▶ WHAT YOU HAVE TO DO:
Below are records. Transcribe exactly the lines from the one that contains "Task: mark one point on every instance of the dog's head" through the last line, leaving any pictures out.
begin
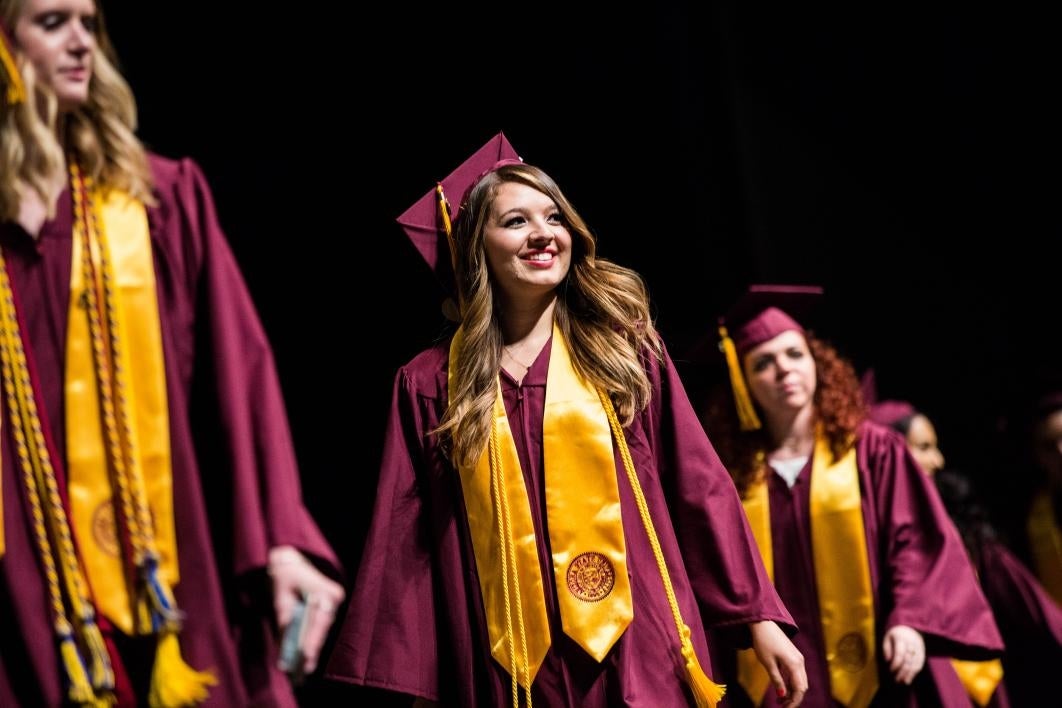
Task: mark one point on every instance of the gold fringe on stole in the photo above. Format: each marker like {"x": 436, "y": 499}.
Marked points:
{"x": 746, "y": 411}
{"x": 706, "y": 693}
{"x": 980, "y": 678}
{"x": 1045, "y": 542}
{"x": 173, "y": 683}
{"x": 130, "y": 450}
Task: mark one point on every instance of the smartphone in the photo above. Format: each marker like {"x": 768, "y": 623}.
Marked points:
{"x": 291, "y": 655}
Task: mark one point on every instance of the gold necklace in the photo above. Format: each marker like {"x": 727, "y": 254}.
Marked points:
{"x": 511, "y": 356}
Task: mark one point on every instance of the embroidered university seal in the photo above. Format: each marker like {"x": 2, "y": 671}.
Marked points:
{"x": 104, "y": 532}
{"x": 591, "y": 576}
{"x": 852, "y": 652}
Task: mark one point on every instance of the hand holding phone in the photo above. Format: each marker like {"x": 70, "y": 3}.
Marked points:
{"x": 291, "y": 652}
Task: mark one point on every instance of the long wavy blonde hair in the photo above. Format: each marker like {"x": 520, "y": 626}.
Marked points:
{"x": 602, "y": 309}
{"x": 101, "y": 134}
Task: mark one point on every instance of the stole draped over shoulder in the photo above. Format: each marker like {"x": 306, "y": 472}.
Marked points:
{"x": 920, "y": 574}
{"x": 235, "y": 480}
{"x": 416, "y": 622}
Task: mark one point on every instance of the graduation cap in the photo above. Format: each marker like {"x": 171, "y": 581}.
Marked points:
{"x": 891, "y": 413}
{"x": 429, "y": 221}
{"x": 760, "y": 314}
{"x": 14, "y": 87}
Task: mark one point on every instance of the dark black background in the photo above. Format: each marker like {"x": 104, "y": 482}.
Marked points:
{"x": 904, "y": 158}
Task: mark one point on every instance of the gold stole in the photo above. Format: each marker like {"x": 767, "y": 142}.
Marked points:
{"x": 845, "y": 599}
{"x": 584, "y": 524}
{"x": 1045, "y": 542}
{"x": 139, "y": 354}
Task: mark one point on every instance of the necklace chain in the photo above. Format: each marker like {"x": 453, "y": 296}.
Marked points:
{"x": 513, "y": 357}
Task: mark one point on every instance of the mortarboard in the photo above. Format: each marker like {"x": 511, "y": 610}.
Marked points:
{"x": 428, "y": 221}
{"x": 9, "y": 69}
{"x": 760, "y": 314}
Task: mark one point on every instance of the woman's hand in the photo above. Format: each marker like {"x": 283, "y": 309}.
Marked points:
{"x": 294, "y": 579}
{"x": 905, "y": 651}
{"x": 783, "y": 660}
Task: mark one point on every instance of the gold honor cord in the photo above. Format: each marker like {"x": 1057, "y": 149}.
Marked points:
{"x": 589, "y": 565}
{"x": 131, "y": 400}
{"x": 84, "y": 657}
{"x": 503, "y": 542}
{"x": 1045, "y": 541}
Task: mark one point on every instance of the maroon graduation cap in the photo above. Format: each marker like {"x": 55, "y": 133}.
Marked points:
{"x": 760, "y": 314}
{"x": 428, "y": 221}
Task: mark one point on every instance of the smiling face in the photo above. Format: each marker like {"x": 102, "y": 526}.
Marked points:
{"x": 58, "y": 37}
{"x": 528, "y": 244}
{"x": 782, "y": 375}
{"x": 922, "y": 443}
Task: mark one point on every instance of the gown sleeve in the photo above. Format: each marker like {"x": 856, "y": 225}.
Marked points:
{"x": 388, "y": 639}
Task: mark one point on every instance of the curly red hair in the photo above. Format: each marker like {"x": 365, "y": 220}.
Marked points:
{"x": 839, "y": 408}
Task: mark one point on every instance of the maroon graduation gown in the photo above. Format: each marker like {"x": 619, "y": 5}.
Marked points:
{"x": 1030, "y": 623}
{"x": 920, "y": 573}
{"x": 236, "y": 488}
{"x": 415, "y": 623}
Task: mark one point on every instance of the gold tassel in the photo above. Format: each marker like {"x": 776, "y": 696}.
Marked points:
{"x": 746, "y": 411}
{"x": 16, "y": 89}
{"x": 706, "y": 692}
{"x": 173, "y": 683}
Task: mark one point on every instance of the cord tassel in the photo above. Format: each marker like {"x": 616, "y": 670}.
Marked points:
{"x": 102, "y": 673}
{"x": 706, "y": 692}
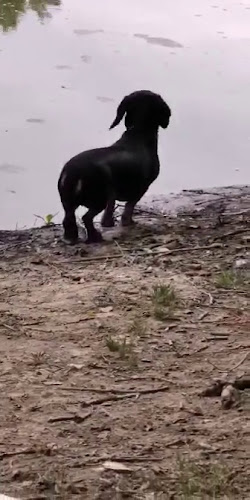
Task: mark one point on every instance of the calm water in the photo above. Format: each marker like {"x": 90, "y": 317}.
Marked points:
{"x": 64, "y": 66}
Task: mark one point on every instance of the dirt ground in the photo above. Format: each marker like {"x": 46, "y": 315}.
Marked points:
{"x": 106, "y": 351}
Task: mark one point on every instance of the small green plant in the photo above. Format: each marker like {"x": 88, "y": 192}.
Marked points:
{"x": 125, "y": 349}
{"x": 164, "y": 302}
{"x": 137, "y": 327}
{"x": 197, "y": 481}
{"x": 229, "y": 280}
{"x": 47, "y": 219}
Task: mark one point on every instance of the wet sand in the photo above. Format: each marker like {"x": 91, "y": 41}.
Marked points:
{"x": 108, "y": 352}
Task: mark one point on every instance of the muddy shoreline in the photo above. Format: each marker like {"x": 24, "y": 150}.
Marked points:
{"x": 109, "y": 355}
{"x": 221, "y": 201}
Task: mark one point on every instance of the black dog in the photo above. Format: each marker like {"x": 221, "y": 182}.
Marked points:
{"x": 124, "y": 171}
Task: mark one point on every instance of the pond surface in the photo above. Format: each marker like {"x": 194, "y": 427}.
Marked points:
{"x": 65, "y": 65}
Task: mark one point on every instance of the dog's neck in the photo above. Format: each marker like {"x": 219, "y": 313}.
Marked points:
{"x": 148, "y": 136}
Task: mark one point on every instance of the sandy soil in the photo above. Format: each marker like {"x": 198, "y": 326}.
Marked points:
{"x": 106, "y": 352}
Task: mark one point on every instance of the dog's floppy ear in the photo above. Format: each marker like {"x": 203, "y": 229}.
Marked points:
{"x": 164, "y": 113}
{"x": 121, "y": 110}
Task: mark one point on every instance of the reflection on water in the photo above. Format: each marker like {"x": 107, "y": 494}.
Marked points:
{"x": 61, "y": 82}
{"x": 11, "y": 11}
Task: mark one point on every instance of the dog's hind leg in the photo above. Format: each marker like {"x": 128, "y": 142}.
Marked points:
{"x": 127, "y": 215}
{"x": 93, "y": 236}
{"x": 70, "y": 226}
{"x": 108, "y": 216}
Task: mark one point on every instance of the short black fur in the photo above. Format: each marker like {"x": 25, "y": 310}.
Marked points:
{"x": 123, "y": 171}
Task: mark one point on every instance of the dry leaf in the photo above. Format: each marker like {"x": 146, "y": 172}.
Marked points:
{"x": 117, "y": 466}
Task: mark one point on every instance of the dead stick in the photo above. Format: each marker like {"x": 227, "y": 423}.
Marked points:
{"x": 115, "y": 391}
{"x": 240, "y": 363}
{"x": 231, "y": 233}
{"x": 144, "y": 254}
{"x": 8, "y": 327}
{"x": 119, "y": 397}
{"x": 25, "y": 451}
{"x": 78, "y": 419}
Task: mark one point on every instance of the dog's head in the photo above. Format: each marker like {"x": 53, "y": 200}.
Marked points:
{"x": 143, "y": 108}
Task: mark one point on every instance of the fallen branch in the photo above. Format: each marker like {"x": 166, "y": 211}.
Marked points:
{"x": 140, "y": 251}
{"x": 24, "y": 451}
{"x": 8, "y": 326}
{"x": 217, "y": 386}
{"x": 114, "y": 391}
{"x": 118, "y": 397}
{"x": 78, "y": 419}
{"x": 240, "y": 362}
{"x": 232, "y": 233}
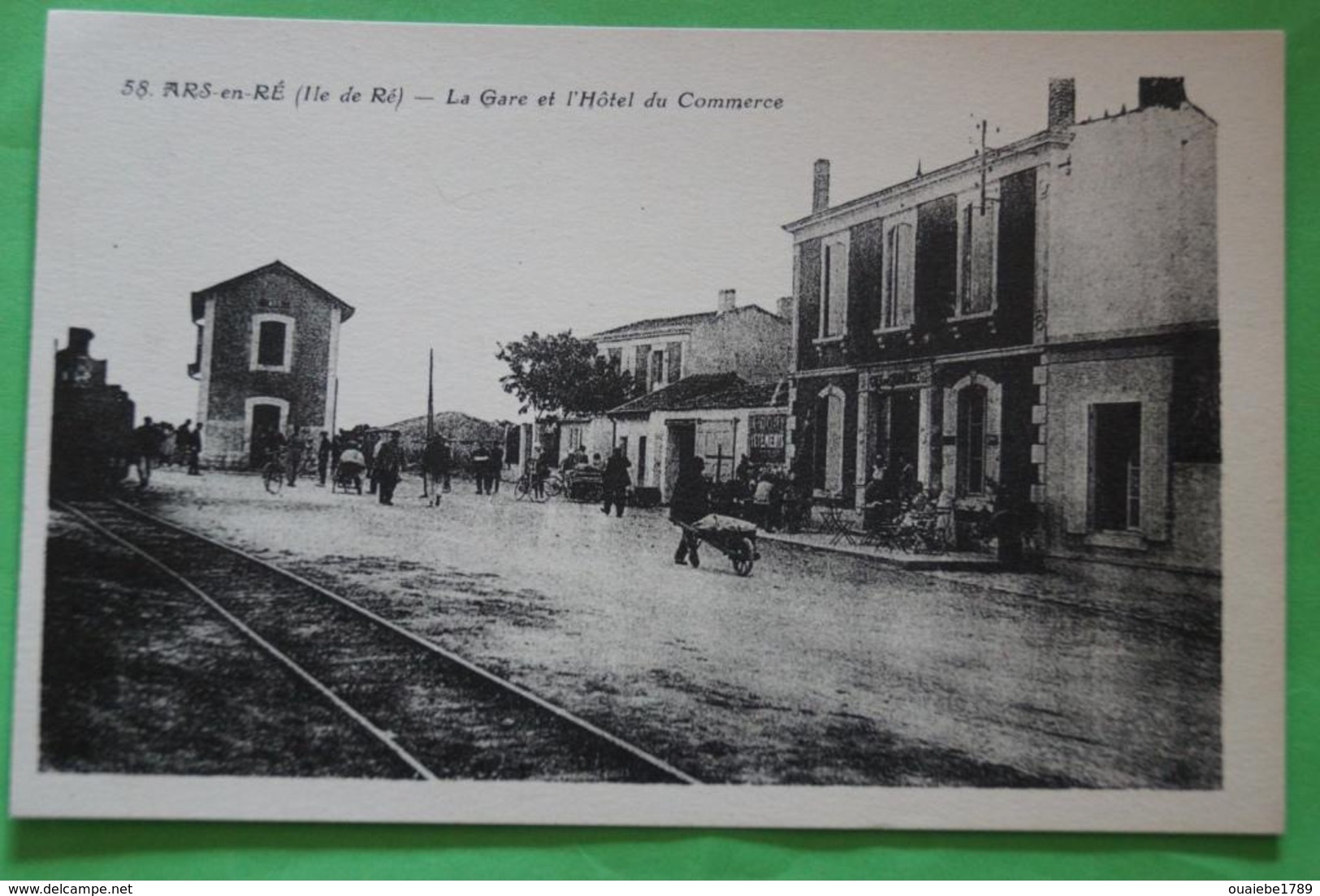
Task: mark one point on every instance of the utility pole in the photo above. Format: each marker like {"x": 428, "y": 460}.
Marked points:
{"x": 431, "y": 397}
end
▶ TASK OUTPUT:
Task: mark one point on every instance of the dog's head in the photo above. Format: each marker like {"x": 53, "y": 200}.
Marked points:
{"x": 143, "y": 108}
Task: mark one point on every instance of the fallen branch in the photo above. Format: each marker like {"x": 166, "y": 211}.
Marked points:
{"x": 140, "y": 251}
{"x": 24, "y": 451}
{"x": 8, "y": 326}
{"x": 217, "y": 386}
{"x": 114, "y": 391}
{"x": 118, "y": 397}
{"x": 78, "y": 419}
{"x": 240, "y": 362}
{"x": 232, "y": 233}
Task: mark one point on every instance of the utility pole in the photo above. Format: each marker like {"x": 428, "y": 460}.
Marked points:
{"x": 431, "y": 397}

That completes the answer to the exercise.